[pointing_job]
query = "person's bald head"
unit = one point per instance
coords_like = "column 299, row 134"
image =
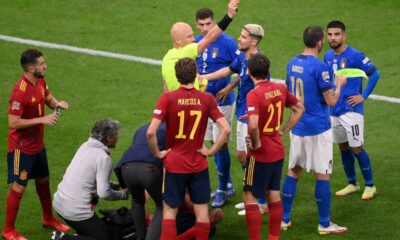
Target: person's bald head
column 181, row 34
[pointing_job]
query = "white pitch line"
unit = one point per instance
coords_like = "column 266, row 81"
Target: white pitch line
column 131, row 58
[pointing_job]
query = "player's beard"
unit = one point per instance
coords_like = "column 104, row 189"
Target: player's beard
column 243, row 49
column 335, row 45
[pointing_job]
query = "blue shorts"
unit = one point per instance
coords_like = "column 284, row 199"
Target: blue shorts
column 176, row 184
column 22, row 167
column 261, row 177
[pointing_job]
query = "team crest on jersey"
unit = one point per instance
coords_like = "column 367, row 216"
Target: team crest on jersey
column 343, row 63
column 204, row 55
column 23, row 175
column 215, row 52
column 15, row 105
column 325, row 76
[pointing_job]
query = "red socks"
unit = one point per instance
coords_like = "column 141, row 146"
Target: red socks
column 253, row 221
column 275, row 219
column 168, row 229
column 43, row 191
column 200, row 230
column 13, row 199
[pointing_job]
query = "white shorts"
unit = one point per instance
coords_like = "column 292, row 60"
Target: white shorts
column 241, row 134
column 348, row 127
column 213, row 131
column 312, row 152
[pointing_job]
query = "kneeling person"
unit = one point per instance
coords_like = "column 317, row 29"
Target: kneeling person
column 87, row 175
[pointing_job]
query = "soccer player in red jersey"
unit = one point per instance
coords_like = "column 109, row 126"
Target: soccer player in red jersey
column 265, row 107
column 185, row 112
column 26, row 152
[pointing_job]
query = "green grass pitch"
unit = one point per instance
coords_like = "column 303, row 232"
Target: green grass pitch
column 99, row 87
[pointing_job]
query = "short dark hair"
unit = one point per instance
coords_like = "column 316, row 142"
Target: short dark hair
column 204, row 13
column 29, row 57
column 337, row 24
column 312, row 35
column 186, row 70
column 259, row 66
column 103, row 129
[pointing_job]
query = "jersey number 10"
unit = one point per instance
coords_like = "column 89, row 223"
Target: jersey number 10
column 297, row 88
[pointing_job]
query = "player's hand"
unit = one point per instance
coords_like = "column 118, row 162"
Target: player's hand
column 354, row 100
column 62, row 105
column 50, row 119
column 223, row 93
column 205, row 151
column 163, row 153
column 232, row 8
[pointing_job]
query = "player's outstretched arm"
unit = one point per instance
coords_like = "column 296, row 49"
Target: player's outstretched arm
column 52, row 102
column 217, row 30
column 297, row 112
column 221, row 73
column 225, row 130
column 16, row 122
column 331, row 96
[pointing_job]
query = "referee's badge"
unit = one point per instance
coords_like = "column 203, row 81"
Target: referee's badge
column 215, row 52
column 343, row 63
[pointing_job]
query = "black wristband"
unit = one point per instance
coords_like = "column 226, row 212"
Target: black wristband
column 224, row 23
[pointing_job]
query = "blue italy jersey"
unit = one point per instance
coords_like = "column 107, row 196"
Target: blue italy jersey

TASK DESCRIPTION: A line belongs in the answer if it contains the word "italy"; please copy each such line from the material.

TASK RESULT:
query = "blue italy jersey"
Target: blue italy jersey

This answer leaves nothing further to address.